■ EXERCISE DESCRIPTION: Repeat every one of the rows below word for word, leaving the pictures out of your reply.

━━ DATA LISTING ━━

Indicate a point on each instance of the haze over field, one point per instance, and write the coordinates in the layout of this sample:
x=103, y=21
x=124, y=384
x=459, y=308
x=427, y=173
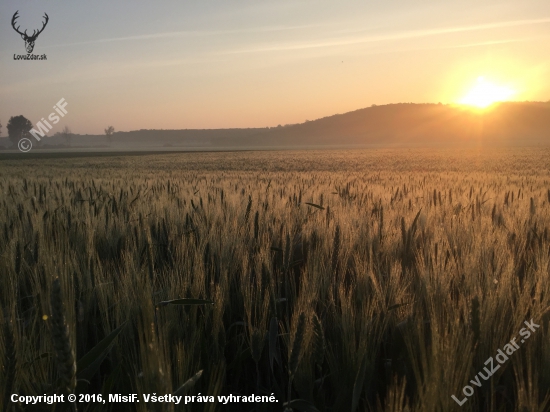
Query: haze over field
x=260, y=64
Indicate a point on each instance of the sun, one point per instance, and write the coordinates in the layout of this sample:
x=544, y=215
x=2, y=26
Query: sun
x=484, y=94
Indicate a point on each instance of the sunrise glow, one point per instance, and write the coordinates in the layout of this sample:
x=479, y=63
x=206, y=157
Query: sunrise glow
x=484, y=94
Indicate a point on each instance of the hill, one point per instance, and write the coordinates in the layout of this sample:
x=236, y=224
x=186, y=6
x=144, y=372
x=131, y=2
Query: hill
x=403, y=124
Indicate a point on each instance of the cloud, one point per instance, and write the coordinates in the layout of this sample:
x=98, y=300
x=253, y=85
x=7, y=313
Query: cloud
x=388, y=37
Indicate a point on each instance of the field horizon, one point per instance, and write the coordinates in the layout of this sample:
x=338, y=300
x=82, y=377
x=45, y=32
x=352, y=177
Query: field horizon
x=504, y=124
x=344, y=280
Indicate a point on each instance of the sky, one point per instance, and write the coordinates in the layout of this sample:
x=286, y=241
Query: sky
x=223, y=64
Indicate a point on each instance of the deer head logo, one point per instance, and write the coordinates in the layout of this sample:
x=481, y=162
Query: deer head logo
x=29, y=40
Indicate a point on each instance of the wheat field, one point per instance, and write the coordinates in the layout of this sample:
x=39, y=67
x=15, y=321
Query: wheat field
x=367, y=280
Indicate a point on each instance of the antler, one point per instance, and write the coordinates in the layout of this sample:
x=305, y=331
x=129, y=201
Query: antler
x=34, y=33
x=43, y=27
x=43, y=24
x=15, y=16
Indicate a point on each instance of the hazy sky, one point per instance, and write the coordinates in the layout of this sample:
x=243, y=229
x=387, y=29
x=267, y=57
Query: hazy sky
x=211, y=64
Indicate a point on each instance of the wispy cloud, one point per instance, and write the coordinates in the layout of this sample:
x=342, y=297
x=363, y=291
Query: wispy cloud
x=387, y=37
x=187, y=33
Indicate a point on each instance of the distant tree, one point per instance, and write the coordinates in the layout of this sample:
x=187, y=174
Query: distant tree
x=18, y=128
x=67, y=135
x=109, y=133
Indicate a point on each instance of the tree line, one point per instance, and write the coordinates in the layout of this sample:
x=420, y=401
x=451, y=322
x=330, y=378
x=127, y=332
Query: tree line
x=19, y=127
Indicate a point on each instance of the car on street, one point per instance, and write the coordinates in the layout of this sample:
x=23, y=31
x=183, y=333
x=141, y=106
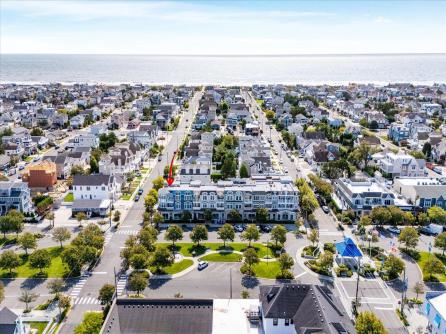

━━━

■ EXERCISE SOLUTION:
Indicate a point on each instance of the haze over field, one point per instance, and write the coordinates in the layout of this sample:
x=103, y=21
x=124, y=384
x=459, y=308
x=427, y=173
Query: haze over field
x=260, y=64
Indicate a point on each instance of the sun, one point per instance, and write the coordinates in the layout of this sample:
x=544, y=215
x=2, y=26
Query: sun
x=484, y=94
Indicate a point on each instance of the sunrise glow, one point per instance, and write the coordinates in the layout of this sample:
x=479, y=63
x=206, y=157
Query: sunrise glow
x=484, y=94
Indicate a point on each instance of the hill, one point per instance, and write the coordinates in the layout of this sample:
x=236, y=224
x=186, y=6
x=144, y=372
x=131, y=2
Query: hill
x=403, y=124
Indicate a point on each instance of the cloud, one point per instance, and write the coordinates in the layout of this sample:
x=98, y=300
x=253, y=85
x=7, y=313
Query: cloud
x=388, y=37
Indicate a point on each instance of the field horizon, one point per instance, and write the coordinates in the layout of this sample:
x=338, y=300
x=82, y=377
x=45, y=32
x=352, y=177
Query: field horizon
x=504, y=124
x=344, y=280
Indicate a point on each instance of the sky, one point per instance, and write the coordinates in the layout of this sample:
x=286, y=241
Query: sky
x=223, y=64
Indicate a point on each instance of the deer head logo, one point per instance, and write the coordinates in the layout of this sample:
x=481, y=162
Query: deer head logo
x=29, y=40
Indicate a point on each instance of the wheat field, one point per instance, and write the coordinates in the layout of this sample:
x=39, y=67
x=15, y=321
Query: wheat field
x=367, y=280
Indicate a point on each instance of the antler, one point per instance, and write the coordinates in the layout of this sample:
x=305, y=331
x=129, y=201
Query: antler
x=34, y=33
x=43, y=27
x=43, y=24
x=15, y=16
Indicate a point on each instance of the hazy sky, one point per instance, and write the coordinates in the layout of this sample:
x=243, y=229
x=387, y=29
x=267, y=57
Query: hazy sky
x=211, y=64
Indicate a point on each instance of the wispy cloud, one point per instance, and write the coordinates in the layout of this sample:
x=342, y=297
x=363, y=291
Query: wispy cloud
x=387, y=37
x=187, y=33
Indicate a point on each instance of the distant tree, one point per instance, and write the coordinates in the layout of this sample:
x=187, y=174
Query: distant tree
x=18, y=128
x=67, y=135
x=109, y=133
Indicate a point on each instance of the tree line, one point per instance, and write the coordinates in the layout of this sample:
x=420, y=401
x=451, y=322
x=330, y=378
x=127, y=332
Query: tree line
x=19, y=127
Indicate a point on each instance of the car on street, one point per instance, and write the coordinates in the layout of this sample:
x=23, y=31
x=183, y=333
x=141, y=106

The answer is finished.